**PROBLEM DESCRIPTION:**
Return each line of the listing below that contains the string "item". Case matters.

######

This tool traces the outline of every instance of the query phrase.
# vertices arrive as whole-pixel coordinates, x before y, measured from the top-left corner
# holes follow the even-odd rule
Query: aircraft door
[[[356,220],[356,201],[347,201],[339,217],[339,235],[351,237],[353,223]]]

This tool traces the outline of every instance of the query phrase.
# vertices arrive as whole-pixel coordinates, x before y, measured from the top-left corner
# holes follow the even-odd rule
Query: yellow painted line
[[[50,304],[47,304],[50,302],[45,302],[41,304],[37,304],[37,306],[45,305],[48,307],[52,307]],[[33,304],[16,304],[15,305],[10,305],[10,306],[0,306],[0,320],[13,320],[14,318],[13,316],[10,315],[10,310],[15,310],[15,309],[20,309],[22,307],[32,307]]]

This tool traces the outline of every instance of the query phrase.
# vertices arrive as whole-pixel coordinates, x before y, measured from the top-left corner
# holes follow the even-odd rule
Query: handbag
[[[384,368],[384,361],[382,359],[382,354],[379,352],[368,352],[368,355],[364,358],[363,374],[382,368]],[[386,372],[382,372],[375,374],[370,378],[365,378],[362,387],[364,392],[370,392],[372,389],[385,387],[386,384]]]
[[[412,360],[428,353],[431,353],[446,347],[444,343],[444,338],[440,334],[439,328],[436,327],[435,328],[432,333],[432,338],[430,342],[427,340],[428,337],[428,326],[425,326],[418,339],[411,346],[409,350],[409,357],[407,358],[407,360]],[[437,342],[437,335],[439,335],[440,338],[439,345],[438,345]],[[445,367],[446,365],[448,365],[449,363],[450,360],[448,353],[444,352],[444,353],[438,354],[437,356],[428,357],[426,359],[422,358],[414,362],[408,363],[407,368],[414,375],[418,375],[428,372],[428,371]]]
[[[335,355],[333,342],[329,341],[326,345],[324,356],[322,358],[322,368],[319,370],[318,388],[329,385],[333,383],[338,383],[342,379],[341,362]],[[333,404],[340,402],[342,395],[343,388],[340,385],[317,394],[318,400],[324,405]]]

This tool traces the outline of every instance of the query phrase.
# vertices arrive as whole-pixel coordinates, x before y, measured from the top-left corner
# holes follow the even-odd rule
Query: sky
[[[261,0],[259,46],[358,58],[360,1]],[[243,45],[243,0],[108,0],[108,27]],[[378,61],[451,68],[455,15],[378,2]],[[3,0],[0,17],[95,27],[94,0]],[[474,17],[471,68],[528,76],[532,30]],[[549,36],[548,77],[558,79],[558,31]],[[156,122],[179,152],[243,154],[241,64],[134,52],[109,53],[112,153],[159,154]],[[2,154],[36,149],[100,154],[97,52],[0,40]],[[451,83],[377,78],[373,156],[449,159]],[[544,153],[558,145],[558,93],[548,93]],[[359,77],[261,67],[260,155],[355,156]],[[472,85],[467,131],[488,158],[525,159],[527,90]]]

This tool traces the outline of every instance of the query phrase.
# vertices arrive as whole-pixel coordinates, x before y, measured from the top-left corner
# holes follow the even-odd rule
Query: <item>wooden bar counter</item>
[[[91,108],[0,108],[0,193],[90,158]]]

######

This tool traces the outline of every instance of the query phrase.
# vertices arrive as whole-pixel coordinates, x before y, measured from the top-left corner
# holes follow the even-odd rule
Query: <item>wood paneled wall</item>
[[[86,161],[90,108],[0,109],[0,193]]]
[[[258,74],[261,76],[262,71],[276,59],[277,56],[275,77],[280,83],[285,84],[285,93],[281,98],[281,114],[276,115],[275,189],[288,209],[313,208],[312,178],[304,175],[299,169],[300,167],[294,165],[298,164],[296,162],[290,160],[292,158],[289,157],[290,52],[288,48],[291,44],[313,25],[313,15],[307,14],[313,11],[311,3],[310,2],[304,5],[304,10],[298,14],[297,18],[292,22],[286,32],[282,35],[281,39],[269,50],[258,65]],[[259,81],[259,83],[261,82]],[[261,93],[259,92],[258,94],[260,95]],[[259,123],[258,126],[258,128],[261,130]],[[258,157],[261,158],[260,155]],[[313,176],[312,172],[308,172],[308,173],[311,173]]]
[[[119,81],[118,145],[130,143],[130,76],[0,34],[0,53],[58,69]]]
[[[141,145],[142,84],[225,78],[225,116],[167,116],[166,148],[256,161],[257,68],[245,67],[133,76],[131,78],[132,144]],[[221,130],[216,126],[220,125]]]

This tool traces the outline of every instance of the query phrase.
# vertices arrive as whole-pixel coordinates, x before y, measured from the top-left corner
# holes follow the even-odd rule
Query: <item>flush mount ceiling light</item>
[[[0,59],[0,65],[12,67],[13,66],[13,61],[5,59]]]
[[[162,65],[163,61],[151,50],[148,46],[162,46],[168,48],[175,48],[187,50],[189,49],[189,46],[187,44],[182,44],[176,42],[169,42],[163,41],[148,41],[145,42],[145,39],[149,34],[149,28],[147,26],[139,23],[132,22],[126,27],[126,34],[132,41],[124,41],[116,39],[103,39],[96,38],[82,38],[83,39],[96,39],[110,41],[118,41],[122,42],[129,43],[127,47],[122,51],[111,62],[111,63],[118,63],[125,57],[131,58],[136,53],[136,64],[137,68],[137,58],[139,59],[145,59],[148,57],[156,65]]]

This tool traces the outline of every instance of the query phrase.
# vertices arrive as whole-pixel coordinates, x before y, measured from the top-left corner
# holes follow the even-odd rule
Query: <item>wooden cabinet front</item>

######

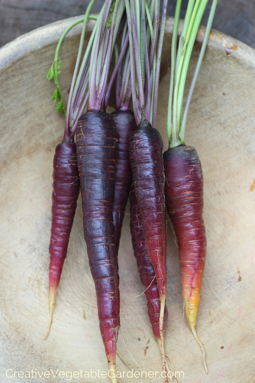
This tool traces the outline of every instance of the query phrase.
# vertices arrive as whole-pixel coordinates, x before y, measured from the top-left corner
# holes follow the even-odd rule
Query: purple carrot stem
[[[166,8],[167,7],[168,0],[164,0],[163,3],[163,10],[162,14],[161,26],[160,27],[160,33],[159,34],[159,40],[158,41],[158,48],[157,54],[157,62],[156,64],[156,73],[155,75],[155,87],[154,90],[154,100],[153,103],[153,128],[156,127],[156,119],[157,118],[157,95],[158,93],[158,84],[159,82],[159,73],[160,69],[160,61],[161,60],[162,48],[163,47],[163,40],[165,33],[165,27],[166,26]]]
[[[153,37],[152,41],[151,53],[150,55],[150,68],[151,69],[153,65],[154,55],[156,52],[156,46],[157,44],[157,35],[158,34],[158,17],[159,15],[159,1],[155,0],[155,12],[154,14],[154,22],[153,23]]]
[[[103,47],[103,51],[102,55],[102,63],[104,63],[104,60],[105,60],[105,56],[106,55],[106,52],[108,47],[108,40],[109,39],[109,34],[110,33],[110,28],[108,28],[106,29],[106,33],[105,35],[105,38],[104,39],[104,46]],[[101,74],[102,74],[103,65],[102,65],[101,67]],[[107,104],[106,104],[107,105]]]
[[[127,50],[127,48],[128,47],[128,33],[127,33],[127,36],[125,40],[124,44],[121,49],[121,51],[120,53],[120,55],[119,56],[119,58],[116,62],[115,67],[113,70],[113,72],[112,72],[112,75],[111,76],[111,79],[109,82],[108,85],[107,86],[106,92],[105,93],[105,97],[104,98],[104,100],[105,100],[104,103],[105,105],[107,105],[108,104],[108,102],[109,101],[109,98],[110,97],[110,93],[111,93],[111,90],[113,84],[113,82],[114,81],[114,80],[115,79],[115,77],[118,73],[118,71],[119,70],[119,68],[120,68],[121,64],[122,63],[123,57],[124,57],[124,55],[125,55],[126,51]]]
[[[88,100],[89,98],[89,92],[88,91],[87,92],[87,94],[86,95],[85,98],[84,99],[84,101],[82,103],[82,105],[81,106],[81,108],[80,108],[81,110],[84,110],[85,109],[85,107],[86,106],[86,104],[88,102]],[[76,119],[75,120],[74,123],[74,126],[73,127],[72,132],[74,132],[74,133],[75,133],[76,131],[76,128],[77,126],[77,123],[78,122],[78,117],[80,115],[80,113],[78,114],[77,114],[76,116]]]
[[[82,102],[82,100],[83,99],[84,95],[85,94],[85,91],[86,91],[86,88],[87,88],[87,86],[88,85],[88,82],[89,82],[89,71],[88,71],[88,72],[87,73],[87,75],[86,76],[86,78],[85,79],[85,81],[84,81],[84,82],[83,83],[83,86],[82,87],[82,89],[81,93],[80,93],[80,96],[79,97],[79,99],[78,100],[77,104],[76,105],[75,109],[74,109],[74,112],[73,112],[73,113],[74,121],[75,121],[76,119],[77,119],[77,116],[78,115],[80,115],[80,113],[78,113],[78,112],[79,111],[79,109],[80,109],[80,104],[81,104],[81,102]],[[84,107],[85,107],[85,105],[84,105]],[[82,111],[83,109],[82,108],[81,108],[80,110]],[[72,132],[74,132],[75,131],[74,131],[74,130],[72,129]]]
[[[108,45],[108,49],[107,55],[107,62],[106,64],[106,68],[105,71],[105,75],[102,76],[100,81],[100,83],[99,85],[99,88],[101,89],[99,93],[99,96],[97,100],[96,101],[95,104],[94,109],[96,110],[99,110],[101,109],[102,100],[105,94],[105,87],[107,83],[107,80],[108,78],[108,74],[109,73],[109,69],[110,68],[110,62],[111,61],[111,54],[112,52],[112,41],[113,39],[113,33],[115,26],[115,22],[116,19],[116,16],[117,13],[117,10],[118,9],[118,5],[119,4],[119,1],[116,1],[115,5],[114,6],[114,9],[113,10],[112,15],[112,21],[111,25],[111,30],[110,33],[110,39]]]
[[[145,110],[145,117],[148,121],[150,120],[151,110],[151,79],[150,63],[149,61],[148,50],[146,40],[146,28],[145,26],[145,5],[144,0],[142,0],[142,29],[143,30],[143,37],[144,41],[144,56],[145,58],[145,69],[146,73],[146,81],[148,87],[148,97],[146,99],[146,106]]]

######

**THE SOLUTION:**
Query: <item>wooden bar counter</item>
Query: <item>wood paneled wall</item>
Query: <item>flush mount ceiling light</item>
Query: <item>wooden cabinet front</item>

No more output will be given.